=== EXCERPTED TEXT ===

Book Review: The Stars Are Legion by Kameron Hurley

The Stars Are Legion is almost certainly the sunniest novel Kameron Hurley has ever written, which was a pleasant surprise. At the same time, it’s still very recognizably a Kameron Hurley novel, with its badass women, moral ambiguity, and copious grossness. It might be the most ambitious Hurley novel to date, at least thematically; it’s a smart, quick read; and it’s full of the inventive worldbuilding that Hurley is best known for. That it’s a standalone novel rather than the first in yet another new series that I’d have to follow for several years is just icing on the cake.

To start with, there are only women characters in this book. They live in a vast fleet of living world ships and reproduce through a kind of parthenogenesis that doesn’t always produce human babies. Unfortunately, the world ships are sick and dying, and the women who inhabit the ships are at war with each other. It’s against this backdrop that we’re introduced to Zan, who has no memories as well as a quest and an arduous journey ahead of her, and Jayd, who has a valuable womb and a complicated, high stakes plan that takes several hundred pages to unfold. The book has been called, somewhat jokingly, Lesbians in Space, and this has even been adopted as something of a marketing phrase for the title. However, though all the women in the book are lesbians, there’s not much romance to be had, the sexual relationships depicted are dysfunctional at best, and the overall tone of the novel is much darker than that blithe description, humorous as it is, would indicate. I was only mildly disappointed by this, but it does seem like a failure to manage reader expectations.

That said, Hurley’s choice to have only women characters is an excellent one for the story she’s telling. War is a common theme in Hurley’s work, and complex highly stratified societies are recurring as well. Here, the decision to have complex, highly stratified and brutal societies made up of only women makes it impossible to interpret them through the lens of patriarchy. The violence endured and meted out by the characters in The Stars Are Legion isn’t gendered, and we’re able to examine it as a function of corrupt hierarchical systems without the complication of sexist gender dynamics. Hurley creates a truly alien world that frees her characters from real-world constraints and expectations and frees herself as an author from having to communicate her ideas about war, pregnancy and birth, violence and abuse, and healing with any consideration of men’s opinions, points of view or desires. This is a novel that is probably as free of the male gaze as it’s possible for a book to be, and that’s refreshing.

=== RECORDS SHOWN ===

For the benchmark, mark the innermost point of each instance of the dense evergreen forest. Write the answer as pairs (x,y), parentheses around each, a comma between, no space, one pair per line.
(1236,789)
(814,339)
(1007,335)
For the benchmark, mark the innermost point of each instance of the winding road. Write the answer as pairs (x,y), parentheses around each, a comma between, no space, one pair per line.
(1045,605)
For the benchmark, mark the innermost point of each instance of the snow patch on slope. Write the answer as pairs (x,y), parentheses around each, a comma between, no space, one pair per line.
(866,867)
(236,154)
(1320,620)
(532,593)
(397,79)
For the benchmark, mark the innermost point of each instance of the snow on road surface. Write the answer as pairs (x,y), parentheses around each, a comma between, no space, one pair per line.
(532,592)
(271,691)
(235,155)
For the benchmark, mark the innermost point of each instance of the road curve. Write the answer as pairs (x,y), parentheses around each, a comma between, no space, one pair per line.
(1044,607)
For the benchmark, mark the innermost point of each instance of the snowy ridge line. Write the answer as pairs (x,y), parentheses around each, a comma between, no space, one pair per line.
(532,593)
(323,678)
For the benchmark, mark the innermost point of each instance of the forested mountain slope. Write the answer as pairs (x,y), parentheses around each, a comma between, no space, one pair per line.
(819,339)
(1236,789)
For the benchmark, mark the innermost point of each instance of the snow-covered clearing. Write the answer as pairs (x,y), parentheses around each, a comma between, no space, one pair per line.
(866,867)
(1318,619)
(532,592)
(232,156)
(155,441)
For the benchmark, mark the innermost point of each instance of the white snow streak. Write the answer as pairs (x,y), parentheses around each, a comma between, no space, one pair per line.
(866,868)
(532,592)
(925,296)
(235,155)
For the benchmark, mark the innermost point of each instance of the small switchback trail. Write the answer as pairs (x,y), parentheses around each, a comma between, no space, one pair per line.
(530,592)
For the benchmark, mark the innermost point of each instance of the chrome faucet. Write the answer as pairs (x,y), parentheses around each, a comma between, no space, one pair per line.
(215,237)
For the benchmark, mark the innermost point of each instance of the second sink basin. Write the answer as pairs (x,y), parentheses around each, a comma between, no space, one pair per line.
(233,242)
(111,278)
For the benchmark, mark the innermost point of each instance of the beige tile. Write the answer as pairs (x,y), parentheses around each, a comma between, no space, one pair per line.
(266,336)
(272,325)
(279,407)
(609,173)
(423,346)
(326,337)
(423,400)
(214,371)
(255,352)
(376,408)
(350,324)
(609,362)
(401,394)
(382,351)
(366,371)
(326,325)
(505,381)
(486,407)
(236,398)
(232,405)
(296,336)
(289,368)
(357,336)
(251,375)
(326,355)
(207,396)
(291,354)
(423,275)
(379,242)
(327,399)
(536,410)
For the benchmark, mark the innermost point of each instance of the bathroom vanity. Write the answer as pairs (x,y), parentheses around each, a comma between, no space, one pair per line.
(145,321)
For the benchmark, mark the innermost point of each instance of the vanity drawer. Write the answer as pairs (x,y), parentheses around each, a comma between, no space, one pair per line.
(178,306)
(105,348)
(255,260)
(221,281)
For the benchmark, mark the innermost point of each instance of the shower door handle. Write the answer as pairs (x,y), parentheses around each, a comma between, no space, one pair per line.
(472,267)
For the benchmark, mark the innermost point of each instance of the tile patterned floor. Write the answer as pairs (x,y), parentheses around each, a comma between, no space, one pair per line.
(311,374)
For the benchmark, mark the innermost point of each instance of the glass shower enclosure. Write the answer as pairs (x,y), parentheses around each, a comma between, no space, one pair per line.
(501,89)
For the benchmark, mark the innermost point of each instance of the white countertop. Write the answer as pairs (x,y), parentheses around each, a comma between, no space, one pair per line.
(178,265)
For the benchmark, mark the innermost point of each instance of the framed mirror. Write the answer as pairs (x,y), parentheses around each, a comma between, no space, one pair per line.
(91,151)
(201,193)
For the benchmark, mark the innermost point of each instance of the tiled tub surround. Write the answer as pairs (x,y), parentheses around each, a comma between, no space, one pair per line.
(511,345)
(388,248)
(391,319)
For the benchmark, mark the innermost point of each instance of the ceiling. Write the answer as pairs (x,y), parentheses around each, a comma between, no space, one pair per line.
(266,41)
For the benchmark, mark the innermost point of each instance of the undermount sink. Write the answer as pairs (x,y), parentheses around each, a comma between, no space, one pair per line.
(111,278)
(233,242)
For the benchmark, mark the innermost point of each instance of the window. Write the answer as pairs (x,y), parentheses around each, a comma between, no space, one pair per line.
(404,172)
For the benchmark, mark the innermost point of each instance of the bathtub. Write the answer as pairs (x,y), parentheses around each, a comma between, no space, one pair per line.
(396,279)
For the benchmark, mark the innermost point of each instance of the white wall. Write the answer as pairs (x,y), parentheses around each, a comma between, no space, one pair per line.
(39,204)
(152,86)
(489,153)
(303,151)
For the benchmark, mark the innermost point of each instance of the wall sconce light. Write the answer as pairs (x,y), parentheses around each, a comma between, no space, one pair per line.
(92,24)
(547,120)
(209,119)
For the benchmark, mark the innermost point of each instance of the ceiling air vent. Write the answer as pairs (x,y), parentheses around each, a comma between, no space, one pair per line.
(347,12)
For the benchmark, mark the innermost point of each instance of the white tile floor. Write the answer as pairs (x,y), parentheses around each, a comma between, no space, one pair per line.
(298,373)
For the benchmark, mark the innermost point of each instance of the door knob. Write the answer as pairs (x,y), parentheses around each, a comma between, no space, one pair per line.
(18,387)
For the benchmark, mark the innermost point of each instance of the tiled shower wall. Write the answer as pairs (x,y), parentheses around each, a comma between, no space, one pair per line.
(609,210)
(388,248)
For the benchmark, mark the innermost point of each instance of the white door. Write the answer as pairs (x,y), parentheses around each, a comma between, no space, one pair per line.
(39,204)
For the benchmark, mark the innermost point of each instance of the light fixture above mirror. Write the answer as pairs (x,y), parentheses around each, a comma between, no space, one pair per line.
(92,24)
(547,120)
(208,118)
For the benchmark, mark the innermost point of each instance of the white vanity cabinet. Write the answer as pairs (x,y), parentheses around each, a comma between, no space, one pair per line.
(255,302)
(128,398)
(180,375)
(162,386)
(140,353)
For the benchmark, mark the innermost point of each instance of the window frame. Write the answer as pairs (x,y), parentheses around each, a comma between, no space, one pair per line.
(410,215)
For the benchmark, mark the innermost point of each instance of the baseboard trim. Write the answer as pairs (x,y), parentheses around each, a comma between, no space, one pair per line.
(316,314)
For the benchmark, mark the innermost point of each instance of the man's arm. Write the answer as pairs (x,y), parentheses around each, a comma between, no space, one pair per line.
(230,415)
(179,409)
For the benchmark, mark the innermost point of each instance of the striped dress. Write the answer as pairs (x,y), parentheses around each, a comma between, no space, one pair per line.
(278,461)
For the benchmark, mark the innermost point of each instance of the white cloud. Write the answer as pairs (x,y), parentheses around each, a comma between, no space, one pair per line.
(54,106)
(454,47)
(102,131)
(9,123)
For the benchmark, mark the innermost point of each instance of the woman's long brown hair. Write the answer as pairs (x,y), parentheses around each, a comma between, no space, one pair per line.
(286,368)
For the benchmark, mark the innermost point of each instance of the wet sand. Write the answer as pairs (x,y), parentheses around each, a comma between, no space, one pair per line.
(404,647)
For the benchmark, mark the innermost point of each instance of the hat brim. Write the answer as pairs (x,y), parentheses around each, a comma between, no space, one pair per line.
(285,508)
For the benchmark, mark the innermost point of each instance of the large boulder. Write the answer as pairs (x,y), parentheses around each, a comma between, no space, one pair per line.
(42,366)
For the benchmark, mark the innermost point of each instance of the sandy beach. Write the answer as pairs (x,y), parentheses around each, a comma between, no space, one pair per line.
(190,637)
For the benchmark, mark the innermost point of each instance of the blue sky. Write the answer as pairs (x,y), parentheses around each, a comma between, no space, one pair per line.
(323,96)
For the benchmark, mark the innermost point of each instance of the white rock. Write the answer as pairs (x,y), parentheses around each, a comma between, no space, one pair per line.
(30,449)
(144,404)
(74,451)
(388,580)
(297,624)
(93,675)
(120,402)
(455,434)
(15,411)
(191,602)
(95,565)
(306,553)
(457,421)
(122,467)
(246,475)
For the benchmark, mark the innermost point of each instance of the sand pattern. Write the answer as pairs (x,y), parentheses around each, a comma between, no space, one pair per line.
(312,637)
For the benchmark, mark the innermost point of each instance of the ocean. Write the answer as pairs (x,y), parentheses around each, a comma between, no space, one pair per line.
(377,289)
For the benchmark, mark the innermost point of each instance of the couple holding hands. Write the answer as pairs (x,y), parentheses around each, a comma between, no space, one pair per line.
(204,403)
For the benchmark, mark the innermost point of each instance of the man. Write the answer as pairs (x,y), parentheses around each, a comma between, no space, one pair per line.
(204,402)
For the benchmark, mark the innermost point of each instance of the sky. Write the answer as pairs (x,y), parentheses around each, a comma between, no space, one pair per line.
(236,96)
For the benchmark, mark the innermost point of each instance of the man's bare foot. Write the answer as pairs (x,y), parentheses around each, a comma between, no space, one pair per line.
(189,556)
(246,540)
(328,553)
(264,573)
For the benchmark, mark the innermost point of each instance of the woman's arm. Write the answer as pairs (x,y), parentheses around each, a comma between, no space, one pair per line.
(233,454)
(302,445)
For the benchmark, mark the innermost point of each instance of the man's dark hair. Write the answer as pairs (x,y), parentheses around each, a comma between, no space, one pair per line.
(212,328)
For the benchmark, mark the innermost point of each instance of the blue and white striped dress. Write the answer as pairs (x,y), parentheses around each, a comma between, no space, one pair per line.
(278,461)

===

### TASK SET
**1.** Answer these questions using the book review of The Stars Are Legion:
(a) What does the reviewer say Hurley is best known for?
(b) How do the women in the novel reproduce?
(c) What phrase has been adopted as something of a marketing phrase for the title?
**2.** Write out the book review from "The Stars Are Legion is almost" to "on the cake.", swapping "sunniest" for "brightest".
**3.** Write the next part of the book review of The Stars Are Legion, picking up after its last sentence.
The data placed after the book review come from a separate source.

### OUTPUTS FOR THE TASKS
**1.**
(a) Inventive worldbuilding.
(b) Through a kind of parthenogenesis that doesn't always produce human babies.
(c) Lesbians in Space.

**2.**
The Stars Are Legion is almost certainly the brightest novel Kameron Hurley has ever written, which was a pleasant surprise. At the same time, it’s still very recognizably a Kameron Hurley novel, with its badass women, moral ambiguity, and copious grossness. It might be the most ambitious Hurley novel to date, at least thematically; it’s a smart, quick read; and it’s full of the inventive worldbuilding that Hurley is best known for. That it’s a standalone novel rather than the first in yet another new series that I’d have to follow for several years is just icing on the cake.

**3.**
As always, Hurley’s worldbuilding is excellent, and the enormous world ships she imagines are just marvelous. The first part of the book is full of almost over-the-top ugliness as we first meet Zan and Jayd and are introduced to the warring spacefaring families they are members of. The world ships themselves are living things, metal is rare, and everything seems to be at least slightly sticky and/or oozing. The women themselves are battle-scarred and often cruel, even our protagonists, and things get even weirder and more viscerally disgusting when Zan finds herself “recycled,” cast down into the bowels of the ship where she finds a great abattoir ruled by enormous woman-eating beasts. Hurley’s vivid description is at times slightly overwhelming in this section, and readers without a stomach for gore may find it deeply unpleasant. If you make it through the first part of the book, however, it pays off big time. Zan’s journey back to the top of the world is compelling stuff, and the slow reveal of Zan’s history and purpose as she journeys through alien lands to finally achieve what she and Jayd planned together is masterfully executed. The other women Zan meets along the way are fascinating characters as well, and the lands they move through are less bloody than the areas described in part one but just as slimily odd and even more wonderful.

If there’s any major criticism that can be levied against this book it’s that Zan is almost too interesting. Her story tends to dominate the book, and it’s so full of adventure and excitement that Jayd’s story of political maneuvering, manipulation, and patiently waiting and hoping for Zan to return has a hard time holding the reader’s interest. In the end, it’s Zan who must make pivotal decisions and take actions to create a different ending to a story that has played out in many variations many times before. It’s not that Jayd is uninteresting or even particularly passive. It’s just that Zan has an epic journey to take in search of her own identity, while Jayd’s struggle to survive by her wits and charm doesn’t have nearly as much sightseeing to it. While Zan and Jayd have a close to equal number of POV chapters, Jayd’s story never has as much room to breathe as Zan’s, and nothing Jayd does feels quite as consequential as what Zan does.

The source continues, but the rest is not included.